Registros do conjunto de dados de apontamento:
☆ ☆ ☆ ☆ ☆
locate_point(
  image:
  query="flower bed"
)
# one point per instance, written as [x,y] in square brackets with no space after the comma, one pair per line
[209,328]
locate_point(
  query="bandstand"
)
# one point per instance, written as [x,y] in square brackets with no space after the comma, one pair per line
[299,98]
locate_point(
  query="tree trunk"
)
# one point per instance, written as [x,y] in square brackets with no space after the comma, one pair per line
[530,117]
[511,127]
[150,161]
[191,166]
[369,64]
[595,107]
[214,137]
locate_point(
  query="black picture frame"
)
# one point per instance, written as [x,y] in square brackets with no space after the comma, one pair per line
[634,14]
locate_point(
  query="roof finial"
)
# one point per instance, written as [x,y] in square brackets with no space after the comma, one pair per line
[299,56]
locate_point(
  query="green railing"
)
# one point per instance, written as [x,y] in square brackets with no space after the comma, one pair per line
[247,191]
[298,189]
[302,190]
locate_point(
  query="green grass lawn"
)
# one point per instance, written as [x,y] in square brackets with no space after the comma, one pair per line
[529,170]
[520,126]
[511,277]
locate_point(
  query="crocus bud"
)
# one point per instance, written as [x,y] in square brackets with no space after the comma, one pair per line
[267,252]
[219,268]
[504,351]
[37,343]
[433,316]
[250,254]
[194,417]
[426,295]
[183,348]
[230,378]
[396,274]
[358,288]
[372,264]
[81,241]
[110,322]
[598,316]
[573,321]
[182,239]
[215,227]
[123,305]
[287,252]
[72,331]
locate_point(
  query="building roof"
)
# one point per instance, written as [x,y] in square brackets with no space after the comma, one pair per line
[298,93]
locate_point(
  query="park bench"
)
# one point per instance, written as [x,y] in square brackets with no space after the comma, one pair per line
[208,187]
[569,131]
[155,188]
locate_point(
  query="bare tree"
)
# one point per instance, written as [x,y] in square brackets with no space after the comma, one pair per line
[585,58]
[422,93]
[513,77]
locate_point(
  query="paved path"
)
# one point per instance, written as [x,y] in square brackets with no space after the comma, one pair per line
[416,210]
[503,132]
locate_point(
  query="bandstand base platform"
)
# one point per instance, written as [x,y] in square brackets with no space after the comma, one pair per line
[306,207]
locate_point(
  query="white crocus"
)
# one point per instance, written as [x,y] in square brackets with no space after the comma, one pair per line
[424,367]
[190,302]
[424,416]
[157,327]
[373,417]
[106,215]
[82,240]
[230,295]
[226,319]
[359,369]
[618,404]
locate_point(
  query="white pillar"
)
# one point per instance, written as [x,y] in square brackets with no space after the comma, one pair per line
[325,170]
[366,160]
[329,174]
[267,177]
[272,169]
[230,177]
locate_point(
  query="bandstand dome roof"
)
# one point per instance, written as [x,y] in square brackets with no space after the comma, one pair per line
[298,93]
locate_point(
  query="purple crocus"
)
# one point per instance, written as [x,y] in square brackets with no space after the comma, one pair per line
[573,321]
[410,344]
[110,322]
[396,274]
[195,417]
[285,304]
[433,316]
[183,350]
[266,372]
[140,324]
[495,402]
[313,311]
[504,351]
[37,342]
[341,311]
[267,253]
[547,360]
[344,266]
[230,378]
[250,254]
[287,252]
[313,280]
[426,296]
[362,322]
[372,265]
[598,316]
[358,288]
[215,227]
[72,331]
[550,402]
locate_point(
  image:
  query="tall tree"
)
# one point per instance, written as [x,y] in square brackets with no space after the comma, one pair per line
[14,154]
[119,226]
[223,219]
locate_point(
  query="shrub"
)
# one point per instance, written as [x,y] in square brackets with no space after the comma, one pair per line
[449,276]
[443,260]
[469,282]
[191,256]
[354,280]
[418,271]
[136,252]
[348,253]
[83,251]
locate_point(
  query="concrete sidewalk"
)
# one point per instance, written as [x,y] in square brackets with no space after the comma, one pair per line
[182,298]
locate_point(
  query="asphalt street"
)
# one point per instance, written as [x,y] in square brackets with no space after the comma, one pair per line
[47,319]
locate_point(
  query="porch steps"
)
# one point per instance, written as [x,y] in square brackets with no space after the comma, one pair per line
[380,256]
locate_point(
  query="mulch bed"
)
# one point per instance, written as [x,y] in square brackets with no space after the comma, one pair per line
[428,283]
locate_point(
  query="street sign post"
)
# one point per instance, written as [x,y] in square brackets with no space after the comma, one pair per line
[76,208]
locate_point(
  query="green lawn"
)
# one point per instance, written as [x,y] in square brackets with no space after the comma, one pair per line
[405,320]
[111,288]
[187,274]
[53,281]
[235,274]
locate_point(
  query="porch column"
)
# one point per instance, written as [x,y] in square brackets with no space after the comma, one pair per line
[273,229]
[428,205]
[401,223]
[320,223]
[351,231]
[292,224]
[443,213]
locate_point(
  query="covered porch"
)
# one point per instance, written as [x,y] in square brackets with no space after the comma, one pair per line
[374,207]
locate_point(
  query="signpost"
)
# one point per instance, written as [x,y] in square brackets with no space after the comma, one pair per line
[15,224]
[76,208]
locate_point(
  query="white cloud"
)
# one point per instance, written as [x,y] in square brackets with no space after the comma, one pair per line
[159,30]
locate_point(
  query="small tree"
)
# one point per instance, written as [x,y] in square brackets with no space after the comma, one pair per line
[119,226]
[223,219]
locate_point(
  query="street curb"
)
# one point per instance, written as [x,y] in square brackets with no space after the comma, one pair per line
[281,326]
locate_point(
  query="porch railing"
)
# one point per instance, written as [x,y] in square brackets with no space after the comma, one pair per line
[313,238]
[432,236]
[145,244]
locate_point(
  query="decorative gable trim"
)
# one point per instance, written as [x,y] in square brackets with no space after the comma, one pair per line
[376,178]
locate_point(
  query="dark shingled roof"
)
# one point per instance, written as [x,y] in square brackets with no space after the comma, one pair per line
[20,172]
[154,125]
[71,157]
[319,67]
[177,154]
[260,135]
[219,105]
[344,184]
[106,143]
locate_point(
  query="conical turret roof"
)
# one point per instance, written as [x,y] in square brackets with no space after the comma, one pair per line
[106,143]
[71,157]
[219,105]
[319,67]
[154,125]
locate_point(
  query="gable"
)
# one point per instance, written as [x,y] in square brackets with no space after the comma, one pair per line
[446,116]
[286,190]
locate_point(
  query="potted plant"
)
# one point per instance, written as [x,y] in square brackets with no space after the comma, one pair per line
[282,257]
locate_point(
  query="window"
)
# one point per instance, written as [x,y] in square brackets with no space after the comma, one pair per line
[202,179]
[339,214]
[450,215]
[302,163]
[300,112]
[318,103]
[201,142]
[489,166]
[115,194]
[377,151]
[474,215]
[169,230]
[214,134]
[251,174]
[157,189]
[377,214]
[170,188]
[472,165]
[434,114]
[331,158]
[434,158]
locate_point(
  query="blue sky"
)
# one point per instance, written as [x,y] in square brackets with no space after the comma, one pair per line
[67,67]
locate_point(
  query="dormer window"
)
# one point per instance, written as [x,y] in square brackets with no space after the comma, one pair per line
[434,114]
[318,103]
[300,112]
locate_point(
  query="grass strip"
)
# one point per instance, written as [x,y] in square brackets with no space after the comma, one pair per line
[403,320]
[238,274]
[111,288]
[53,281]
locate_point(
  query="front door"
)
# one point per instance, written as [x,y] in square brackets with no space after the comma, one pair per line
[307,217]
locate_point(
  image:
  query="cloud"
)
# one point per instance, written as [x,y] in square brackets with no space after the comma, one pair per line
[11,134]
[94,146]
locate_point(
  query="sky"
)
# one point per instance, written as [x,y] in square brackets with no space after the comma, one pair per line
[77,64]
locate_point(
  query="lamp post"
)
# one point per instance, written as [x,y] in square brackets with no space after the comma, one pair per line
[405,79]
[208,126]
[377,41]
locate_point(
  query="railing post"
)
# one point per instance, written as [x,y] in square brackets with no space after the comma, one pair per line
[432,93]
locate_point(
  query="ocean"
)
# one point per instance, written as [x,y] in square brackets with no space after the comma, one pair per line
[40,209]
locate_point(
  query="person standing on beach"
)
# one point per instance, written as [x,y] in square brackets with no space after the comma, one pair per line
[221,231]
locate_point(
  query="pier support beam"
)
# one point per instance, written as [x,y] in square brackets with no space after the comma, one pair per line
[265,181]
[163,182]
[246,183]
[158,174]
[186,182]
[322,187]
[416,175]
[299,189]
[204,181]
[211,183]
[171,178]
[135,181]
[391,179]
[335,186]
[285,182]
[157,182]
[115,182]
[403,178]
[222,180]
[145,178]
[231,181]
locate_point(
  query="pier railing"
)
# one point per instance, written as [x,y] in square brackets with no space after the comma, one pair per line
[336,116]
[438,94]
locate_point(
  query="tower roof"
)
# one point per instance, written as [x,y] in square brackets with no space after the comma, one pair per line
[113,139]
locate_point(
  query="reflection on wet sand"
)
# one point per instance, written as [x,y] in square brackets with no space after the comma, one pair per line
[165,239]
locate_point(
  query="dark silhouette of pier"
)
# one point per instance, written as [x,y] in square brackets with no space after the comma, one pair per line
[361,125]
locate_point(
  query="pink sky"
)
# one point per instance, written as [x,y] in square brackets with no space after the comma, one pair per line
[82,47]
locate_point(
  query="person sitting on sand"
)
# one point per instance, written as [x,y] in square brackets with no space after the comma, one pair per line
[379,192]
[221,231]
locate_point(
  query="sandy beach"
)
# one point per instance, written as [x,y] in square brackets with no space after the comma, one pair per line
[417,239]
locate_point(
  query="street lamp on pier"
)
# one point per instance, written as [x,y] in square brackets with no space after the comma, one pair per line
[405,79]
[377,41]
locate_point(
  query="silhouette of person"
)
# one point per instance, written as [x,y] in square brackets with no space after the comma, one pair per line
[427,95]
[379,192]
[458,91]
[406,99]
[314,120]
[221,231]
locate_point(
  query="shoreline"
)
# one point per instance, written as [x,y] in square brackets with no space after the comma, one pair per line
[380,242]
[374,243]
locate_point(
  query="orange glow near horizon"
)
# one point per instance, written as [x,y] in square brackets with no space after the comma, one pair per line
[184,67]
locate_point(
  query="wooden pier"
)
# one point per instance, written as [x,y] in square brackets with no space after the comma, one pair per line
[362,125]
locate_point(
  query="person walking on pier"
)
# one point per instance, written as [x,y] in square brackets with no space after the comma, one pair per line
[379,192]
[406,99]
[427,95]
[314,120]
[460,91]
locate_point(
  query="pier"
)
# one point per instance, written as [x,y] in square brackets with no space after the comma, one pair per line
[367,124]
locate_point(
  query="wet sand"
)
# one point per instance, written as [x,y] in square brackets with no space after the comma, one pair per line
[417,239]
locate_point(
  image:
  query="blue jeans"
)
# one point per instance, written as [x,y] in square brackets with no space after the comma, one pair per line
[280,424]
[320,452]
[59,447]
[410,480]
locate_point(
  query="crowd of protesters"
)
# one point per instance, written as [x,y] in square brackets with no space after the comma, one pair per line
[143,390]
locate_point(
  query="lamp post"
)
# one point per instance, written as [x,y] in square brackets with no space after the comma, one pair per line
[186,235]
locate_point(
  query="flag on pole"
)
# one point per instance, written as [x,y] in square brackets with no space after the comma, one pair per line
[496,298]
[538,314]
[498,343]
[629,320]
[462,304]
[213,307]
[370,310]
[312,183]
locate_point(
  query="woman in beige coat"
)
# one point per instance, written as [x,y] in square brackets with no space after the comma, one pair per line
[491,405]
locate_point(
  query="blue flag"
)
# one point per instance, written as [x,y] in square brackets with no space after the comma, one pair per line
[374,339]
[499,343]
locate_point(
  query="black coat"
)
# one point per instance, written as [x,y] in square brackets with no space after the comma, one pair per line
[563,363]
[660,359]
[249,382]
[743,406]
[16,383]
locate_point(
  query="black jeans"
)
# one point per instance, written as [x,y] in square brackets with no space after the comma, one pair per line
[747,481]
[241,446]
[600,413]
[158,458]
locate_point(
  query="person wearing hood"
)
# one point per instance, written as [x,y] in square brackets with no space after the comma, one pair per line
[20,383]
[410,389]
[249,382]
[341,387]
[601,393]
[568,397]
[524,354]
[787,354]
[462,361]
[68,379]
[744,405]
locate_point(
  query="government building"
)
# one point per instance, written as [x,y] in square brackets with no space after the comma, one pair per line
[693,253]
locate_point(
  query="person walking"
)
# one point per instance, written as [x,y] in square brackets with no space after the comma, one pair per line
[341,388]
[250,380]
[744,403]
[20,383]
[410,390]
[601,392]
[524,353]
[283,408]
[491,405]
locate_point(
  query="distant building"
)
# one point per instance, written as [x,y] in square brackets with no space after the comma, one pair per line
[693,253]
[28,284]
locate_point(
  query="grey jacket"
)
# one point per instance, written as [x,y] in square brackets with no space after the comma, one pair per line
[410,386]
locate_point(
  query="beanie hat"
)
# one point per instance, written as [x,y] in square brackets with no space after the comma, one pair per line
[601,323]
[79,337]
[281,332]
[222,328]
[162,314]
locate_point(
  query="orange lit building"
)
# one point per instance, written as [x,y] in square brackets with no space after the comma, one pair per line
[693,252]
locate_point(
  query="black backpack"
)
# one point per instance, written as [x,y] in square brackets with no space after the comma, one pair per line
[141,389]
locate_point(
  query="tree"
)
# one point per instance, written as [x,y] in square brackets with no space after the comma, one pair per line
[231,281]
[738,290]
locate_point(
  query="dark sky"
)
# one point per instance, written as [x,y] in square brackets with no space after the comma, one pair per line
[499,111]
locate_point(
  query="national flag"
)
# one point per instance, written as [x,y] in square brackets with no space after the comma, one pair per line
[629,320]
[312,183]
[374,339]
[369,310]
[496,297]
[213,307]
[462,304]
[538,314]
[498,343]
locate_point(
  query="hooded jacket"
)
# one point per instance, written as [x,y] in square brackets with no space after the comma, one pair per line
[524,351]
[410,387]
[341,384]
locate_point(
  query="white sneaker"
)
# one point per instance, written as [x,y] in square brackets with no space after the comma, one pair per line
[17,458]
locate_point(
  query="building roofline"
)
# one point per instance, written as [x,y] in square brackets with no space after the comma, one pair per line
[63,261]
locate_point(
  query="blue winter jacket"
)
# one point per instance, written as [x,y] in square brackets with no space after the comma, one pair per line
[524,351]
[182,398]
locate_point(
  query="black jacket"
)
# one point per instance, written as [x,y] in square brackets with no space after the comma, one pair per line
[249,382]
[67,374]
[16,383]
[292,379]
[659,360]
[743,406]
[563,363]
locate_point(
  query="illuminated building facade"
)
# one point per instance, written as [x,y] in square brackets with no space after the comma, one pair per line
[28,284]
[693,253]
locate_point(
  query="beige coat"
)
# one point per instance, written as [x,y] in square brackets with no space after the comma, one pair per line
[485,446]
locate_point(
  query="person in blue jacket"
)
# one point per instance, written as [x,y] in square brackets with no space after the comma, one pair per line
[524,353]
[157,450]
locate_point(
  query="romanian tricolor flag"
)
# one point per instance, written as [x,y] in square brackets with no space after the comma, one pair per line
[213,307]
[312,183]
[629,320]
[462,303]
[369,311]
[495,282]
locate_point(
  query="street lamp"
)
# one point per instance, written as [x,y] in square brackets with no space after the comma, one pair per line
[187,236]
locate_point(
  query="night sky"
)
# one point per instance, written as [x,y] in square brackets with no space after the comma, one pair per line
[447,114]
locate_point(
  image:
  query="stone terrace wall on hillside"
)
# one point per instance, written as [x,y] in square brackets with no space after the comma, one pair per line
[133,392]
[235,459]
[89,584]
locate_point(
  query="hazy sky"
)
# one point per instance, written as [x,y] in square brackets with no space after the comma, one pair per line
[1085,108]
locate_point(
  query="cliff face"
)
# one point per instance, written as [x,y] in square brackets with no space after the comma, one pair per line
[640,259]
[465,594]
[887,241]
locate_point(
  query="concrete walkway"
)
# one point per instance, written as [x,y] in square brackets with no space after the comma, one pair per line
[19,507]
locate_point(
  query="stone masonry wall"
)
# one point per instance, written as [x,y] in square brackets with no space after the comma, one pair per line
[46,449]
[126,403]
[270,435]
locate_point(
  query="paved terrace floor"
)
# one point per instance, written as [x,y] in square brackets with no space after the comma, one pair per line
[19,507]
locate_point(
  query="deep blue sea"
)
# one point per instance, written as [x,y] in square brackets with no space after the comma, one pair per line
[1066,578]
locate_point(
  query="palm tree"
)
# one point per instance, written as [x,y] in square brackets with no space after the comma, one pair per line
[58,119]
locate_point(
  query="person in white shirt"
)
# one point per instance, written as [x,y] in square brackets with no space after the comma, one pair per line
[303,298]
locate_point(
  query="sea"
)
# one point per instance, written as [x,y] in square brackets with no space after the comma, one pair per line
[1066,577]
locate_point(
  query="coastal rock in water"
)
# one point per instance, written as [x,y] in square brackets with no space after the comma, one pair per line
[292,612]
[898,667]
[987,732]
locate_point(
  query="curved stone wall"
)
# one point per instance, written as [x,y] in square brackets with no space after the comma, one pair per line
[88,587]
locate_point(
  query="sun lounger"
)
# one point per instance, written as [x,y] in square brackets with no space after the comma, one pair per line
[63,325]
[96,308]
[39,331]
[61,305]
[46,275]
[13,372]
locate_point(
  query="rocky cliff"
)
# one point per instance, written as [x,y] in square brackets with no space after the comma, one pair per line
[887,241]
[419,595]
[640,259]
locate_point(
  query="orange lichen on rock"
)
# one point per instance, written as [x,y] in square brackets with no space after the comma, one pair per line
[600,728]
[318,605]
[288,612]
☆ ☆ ☆ ☆ ☆
TRABALHO PROPOSTO - Extraia do material todas as linhas em que aparece a palavra "orange".

RESULTADO -
  query="orange glow near horizon"
  query="orange lit building"
  query="orange lichen on rock"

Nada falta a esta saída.